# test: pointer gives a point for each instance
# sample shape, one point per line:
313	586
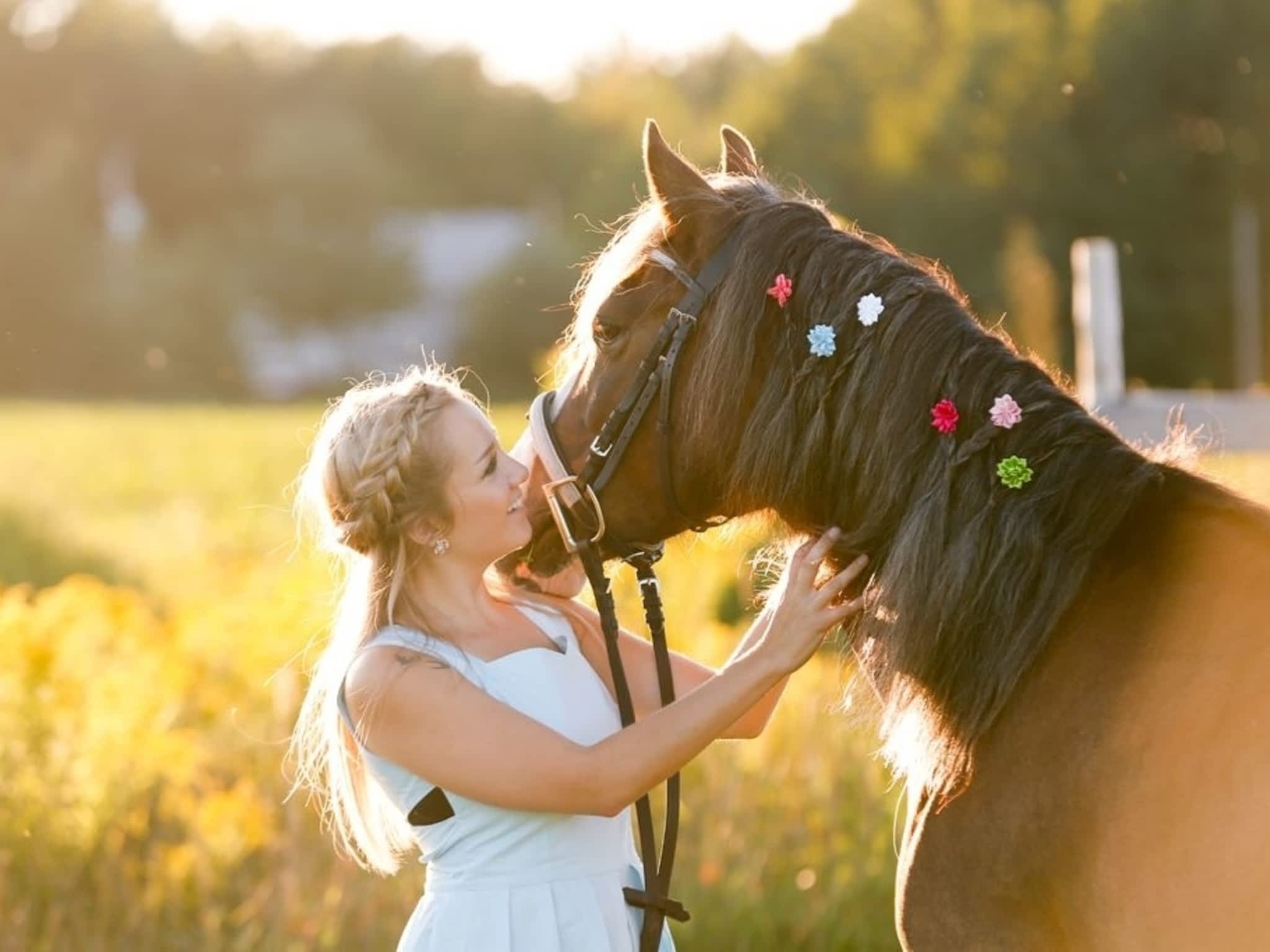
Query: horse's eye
603	334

━━━━━━━━━━━━━━━━━━━━━━━━━━━━━━

> _Do this_
Exclude the pictures and transcribe all of the entries exactly.

> _Task solution_
# test: pointer gives a point for each instance
# sample shape, one point per line:
313	586
Query: horse's eye
603	334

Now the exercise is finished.